_PASSAGE PROVIDED_

Skip to main content
The SerenityOS kernel implements a priority-based preemptive multitasking scheduler that manages processes and threads. The scheduling subsystem is located in Kernel/Tasks/ and provides fair CPU time distribution across multiple threads.

Core Concepts

Process

A Process (Kernel/Tasks/Process.h) represents a program in execution with its own:
  • Address space (AddressSpace)
  • Open file descriptors
  • Credentials (UID, GID, groups)
  • Security context (pledge promises, unveil paths)
  • One or more threads
  • Process group and session membership
Processes are identified by a unique ProcessID (pid) and have a parent process (ppid).

Key Process State

class Process : public ListedRefCounted<Process, LockType::Spinlock> {
    ProcessID pid;
    ProcessID ppid;
    RefPtr<Credentials> credentials;
    RefPtr<ProcessGroup> process_group;
    RefPtr<TTY> tty;
    u32 promises;           // pledge promises
    u32 execpromises;       // exec pledge promises
    mode_t umask;
    VirtualAddress signal_trampoline;
    u32 thread_count;
};

Thread

A Thread (Kernel/Tasks/Thread.h) is the schedulable unit of execution. Each thread has:
  • Unique thread ID (ThreadID)

_WRITTEN PROBLEM_
Answer these questions from the SerenityOS scheduler page above:
(a) In which directory is the scheduling subsystem located?
(b) By what is each process uniquely identified?
(c) What is the schedulable unit of execution?

Location labeling records:

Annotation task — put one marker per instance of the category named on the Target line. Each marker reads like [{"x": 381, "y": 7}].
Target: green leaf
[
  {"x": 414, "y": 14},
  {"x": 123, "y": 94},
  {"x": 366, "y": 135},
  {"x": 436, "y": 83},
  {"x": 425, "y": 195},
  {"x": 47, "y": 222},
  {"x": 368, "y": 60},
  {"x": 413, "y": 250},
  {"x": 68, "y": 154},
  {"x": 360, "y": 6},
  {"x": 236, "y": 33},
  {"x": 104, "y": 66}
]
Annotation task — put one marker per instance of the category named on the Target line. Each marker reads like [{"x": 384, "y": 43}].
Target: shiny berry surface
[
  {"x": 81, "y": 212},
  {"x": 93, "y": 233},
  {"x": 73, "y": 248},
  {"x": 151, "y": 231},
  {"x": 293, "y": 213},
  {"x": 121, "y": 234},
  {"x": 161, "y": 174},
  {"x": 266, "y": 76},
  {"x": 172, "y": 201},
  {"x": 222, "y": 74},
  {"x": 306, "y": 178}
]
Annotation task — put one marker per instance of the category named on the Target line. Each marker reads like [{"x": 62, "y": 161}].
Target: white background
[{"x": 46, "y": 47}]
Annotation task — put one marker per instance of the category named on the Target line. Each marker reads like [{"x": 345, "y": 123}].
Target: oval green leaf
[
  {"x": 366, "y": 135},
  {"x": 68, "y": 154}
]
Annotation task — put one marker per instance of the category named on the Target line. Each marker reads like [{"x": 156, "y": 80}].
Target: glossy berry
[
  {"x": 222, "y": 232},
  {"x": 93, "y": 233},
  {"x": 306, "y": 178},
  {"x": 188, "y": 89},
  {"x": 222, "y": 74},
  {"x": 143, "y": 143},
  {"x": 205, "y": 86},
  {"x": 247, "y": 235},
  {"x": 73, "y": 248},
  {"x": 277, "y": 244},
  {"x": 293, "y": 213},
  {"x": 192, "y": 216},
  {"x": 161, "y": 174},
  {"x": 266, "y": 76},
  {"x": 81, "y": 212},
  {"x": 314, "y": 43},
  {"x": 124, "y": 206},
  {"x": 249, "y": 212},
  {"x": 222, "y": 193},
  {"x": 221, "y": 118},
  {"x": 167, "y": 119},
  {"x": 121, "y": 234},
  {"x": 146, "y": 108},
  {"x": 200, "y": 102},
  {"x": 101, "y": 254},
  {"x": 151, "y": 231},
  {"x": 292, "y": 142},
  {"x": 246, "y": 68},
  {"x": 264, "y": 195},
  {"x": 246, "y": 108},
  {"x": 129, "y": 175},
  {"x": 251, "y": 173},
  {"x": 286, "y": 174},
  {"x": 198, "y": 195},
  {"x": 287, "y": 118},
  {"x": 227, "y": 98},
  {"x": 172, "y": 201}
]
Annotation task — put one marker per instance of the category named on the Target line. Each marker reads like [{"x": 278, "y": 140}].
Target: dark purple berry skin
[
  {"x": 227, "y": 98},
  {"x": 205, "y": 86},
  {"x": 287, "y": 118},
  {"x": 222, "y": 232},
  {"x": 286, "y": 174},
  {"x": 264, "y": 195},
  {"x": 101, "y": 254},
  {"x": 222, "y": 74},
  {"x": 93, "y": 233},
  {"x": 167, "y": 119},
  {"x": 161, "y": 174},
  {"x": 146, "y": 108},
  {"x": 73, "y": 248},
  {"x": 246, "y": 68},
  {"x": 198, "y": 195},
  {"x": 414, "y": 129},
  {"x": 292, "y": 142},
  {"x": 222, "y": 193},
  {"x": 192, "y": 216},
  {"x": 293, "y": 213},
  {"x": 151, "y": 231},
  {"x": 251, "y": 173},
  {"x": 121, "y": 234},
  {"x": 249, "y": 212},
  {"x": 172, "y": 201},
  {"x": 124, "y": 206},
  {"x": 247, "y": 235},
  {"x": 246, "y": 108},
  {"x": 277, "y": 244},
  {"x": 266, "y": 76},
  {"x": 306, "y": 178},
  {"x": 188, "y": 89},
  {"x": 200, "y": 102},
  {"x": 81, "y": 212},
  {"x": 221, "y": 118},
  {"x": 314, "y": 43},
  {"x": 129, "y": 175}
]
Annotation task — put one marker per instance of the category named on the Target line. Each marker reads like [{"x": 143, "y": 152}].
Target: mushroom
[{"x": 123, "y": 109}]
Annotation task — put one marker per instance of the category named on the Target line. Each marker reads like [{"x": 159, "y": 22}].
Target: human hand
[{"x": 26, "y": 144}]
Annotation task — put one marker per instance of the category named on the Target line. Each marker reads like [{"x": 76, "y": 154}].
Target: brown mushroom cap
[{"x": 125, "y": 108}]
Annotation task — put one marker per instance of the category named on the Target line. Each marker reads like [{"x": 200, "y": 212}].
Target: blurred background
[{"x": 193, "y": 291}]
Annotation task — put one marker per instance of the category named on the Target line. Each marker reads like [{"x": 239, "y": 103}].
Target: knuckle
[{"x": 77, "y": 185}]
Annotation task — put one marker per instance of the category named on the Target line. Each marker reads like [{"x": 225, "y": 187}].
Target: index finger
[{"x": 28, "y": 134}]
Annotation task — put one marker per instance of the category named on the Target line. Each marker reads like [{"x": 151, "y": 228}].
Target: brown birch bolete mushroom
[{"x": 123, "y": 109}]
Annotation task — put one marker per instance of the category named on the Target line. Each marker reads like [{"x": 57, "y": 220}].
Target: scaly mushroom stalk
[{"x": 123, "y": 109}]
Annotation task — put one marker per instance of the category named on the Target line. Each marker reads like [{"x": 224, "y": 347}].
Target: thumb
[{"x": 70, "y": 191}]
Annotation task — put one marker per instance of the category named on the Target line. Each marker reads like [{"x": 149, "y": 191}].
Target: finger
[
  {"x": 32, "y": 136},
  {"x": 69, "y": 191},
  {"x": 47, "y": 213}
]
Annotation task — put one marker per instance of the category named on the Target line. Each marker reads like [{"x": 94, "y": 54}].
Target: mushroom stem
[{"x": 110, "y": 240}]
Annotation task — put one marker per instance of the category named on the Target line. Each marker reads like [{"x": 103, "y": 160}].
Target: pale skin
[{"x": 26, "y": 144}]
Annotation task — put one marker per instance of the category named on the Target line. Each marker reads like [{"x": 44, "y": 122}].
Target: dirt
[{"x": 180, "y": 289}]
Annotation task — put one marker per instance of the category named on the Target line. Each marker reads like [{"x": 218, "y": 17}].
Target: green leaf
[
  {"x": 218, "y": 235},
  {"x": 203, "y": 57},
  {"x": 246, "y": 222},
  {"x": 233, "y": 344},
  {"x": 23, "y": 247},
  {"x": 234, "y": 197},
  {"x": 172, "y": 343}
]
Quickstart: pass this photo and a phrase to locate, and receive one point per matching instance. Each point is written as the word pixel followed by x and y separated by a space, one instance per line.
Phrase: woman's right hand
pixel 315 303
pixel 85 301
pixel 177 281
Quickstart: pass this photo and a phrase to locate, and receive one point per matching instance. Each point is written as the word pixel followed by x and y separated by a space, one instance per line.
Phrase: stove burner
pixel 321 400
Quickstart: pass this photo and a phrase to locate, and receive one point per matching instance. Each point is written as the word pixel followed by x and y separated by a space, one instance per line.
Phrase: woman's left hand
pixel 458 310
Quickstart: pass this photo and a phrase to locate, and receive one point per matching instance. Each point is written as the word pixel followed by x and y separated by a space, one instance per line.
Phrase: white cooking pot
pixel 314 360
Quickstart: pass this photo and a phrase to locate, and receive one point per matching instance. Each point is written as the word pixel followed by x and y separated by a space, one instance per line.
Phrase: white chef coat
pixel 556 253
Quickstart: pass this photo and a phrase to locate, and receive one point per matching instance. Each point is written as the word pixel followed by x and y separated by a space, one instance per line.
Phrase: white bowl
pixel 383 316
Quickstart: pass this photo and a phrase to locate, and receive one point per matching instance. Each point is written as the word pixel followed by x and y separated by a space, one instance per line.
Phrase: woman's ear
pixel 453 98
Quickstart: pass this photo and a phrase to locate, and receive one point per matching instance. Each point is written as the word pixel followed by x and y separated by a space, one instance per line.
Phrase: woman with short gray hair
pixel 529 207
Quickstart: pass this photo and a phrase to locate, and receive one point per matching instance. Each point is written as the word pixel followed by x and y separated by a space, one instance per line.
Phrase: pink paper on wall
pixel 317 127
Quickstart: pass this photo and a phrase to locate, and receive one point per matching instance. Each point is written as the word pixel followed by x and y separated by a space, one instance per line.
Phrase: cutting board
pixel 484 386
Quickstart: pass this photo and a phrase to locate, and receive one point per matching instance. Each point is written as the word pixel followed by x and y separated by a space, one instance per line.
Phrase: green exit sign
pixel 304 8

_SOLUTION TO THIS EXERCISE_
(a) Kernel/Tasks/
(b) A unique ProcessID (pid)
(c) A Thread